▶ **Task details**: Copy out every line of the entries below word for word, without changing anything.

▶ **Excerpted data**:
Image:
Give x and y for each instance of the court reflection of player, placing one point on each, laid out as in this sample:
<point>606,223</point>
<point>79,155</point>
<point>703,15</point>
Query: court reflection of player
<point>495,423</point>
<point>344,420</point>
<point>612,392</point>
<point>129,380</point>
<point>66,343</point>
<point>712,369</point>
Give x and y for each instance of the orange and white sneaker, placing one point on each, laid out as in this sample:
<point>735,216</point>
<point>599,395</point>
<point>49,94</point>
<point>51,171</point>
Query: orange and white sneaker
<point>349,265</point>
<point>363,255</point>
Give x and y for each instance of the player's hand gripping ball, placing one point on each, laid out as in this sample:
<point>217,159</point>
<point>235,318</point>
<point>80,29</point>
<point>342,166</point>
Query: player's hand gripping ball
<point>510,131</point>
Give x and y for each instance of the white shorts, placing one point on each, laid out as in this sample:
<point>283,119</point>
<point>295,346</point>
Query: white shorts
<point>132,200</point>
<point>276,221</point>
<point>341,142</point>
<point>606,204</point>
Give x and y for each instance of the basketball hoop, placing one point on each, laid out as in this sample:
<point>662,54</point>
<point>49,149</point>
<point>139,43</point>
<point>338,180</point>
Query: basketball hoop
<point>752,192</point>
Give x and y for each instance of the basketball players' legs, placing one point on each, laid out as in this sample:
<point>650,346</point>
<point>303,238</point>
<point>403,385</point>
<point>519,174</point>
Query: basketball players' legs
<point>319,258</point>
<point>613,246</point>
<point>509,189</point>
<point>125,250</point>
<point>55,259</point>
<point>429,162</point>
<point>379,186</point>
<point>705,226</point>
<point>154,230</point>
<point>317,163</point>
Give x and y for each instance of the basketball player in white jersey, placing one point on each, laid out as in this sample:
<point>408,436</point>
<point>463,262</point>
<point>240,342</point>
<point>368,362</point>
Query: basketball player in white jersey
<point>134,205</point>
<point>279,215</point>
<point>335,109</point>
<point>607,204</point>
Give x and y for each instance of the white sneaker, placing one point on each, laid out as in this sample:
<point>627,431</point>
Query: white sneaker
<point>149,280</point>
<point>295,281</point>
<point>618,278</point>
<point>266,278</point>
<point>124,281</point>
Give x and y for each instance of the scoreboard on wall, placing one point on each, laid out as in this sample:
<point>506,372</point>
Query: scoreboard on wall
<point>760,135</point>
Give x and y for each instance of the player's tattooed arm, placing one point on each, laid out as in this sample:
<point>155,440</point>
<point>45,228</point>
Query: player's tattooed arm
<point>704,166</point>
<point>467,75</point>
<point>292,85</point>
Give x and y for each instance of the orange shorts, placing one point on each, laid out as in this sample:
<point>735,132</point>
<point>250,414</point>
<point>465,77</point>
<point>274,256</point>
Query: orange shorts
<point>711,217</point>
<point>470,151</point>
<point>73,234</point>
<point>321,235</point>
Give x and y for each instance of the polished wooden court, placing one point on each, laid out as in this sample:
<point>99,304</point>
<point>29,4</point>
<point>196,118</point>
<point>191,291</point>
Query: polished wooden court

▶ **Finished task**:
Image:
Give x and y for each instance of the court reflection of player, placing one point on each, laid out as in this sample:
<point>606,223</point>
<point>79,155</point>
<point>703,15</point>
Query: court reflection of player
<point>495,423</point>
<point>344,420</point>
<point>612,392</point>
<point>129,380</point>
<point>66,343</point>
<point>712,369</point>
Give x and y for each instance of the orange and white sneaker, placing one point on each, laid out as in this sample:
<point>735,216</point>
<point>599,395</point>
<point>49,94</point>
<point>51,171</point>
Query: orange and white sneaker
<point>349,265</point>
<point>363,255</point>
Give x and y for each instance of the player's hand gripping ball, placing one point on each, laid out as in this sample:
<point>217,159</point>
<point>235,318</point>
<point>80,29</point>
<point>342,166</point>
Query: player's hand gripping ball
<point>510,131</point>
Give x and y for each instance of the white shorts, placing one point on each, laid out as in this sample:
<point>283,119</point>
<point>295,346</point>
Query: white shorts
<point>132,200</point>
<point>276,221</point>
<point>341,142</point>
<point>606,204</point>
Give x and y for each instance of the basketball hoop, placing one point on each, laid out as in this sample:
<point>662,54</point>
<point>49,149</point>
<point>139,43</point>
<point>338,180</point>
Query: basketball hoop
<point>752,192</point>
Give x and y for each instance of the basketball players' legs, placing one point on each, laid out as in this sample:
<point>650,346</point>
<point>303,238</point>
<point>403,385</point>
<point>519,174</point>
Query: basketball players' legs
<point>319,258</point>
<point>613,246</point>
<point>509,189</point>
<point>125,250</point>
<point>55,259</point>
<point>429,162</point>
<point>379,186</point>
<point>705,226</point>
<point>154,230</point>
<point>317,163</point>
Give x and y for each instance of the basketball player in white jersey, placing one point on each, laid out as in this sample:
<point>408,436</point>
<point>463,262</point>
<point>240,342</point>
<point>368,362</point>
Query: basketball player in white jersey
<point>134,205</point>
<point>279,215</point>
<point>335,109</point>
<point>607,204</point>
Give x and y for each instance of the white sneaker, placing one point on each, laid out as in this sample:
<point>627,431</point>
Query: white sneaker
<point>149,280</point>
<point>295,281</point>
<point>618,278</point>
<point>266,278</point>
<point>124,281</point>
Give x and y for each instance of the scoreboard on wall, placing one point on each, laid out as in this sample:
<point>506,372</point>
Query: scoreboard on wall
<point>760,135</point>
Give x and y for each instance of the player's tattooed arm, placing one point on each, laid out as in this sample:
<point>155,440</point>
<point>45,228</point>
Query: player's tattooed arm
<point>704,166</point>
<point>467,75</point>
<point>292,85</point>
Give x and y for each instance of the orange shorts, placing one point on each, laid out as in this sample:
<point>735,132</point>
<point>250,414</point>
<point>465,77</point>
<point>274,256</point>
Query: orange shorts
<point>711,217</point>
<point>470,151</point>
<point>73,234</point>
<point>321,235</point>
Give x and y for each instance of the polished wooden court, placing one point on each, laid out as in this sample:
<point>99,304</point>
<point>29,4</point>
<point>196,118</point>
<point>191,291</point>
Query: polished wooden court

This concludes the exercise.